##### PAGE TEXT #####
Don't take this the wrong way - however you're still looking for the processes that fit together to actually cause and substantiate an energy gain; it's a mystery to you, as everyone else here, so you're looking to identify the elements that might somehow be indicated by the abstract clues, the interpretations of which might reveal a mechanism..


..and i'm kinda doing the same thing, except i've already identified the gain principle - albeit, as a general solution, that simply shows how KE 'gains' can only be manifested in terms of PE discounts on the energy cost of buying momentum. IOW, OU = cut-price momentum.

That process is simply a series of reactionless accelerations and collisions.


Strictly, only the former are needed to produce OU - if you are able to cause a reactionless acceleration, then the greater the starting velocity at which the reactionless acceleration is made, the greater its KE value / gain, relative to the fixed-price input energy cost of the momentum.

So for example if we can buy 1 kg-m/s of momentum for ½ J, regardless of our current velocity, then that reactionless acceleration from a standing start has a KE value of ½ J, or unity... but from an initial velocity of 1 m/s, it has a value of 2 J, so 2x OU (since we began with ½ J, spent another ½ J, and ended up with 2 J.
#####
## GIVEN INSTRUCTION A
List each abbreviation of two or more capital letters that appears in the text on energy gain, counting each one once.
##### EXCERPTED RECORDS #####
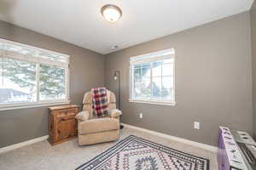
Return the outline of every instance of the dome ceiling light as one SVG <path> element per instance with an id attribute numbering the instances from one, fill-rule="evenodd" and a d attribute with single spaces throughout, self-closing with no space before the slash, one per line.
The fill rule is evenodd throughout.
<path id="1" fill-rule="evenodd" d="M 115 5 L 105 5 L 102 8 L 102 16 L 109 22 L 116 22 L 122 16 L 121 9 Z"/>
#####
##### EXCERPTED RECORDS #####
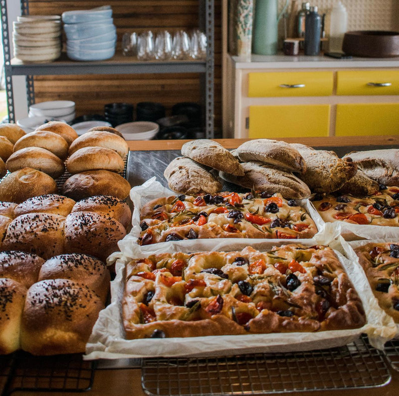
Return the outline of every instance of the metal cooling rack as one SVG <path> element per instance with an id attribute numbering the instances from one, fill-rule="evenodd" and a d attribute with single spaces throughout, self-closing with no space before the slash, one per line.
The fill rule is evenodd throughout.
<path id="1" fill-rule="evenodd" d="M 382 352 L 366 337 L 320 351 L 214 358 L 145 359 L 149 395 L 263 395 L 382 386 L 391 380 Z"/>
#####
##### EXCERPTED RECORDS #####
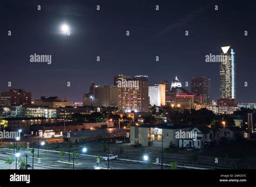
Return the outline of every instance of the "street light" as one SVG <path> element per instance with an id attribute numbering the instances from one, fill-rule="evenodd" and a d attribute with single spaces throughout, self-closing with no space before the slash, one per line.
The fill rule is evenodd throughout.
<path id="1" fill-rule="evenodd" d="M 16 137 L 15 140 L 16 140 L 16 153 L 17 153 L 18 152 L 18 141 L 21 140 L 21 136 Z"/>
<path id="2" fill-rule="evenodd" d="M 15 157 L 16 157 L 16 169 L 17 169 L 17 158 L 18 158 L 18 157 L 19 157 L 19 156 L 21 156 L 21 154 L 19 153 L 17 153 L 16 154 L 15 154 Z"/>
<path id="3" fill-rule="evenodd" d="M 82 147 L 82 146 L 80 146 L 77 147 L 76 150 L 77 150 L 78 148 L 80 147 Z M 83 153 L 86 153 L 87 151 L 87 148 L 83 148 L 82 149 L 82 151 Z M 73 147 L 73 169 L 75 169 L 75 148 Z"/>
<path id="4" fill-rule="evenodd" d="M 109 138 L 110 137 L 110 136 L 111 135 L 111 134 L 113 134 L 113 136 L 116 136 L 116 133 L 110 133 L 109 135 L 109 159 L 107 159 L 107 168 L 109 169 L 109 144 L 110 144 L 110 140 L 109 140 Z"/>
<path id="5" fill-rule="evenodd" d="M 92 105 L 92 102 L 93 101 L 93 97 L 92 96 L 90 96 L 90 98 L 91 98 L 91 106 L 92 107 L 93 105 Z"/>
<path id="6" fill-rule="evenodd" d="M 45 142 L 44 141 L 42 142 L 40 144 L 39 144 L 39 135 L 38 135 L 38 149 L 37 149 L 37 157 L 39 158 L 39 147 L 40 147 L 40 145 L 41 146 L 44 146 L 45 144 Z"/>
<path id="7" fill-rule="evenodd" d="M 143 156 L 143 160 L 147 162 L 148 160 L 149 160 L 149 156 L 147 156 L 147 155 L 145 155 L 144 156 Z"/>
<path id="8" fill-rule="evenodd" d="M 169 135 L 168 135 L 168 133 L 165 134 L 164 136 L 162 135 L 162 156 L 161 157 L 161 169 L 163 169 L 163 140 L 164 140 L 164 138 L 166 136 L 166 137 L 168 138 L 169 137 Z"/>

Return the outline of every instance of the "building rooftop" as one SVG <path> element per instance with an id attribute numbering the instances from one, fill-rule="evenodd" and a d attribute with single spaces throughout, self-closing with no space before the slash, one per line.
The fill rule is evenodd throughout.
#####
## GIVEN INSTRUCTION B
Identify every line in the rows above that contains the word "cooling", and copy each such line in full. Case counts.

## TASK ANSWER A
KE, PE, IOW, OU

## TASK ANSWER B
Return the outline of every instance of the metal cooling rack as one SVG <path> element per instance with an id attribute numbering the instances from one, fill-rule="evenodd" and a d attribute with single spaces throughout, self-closing with no space before the slash, one per line.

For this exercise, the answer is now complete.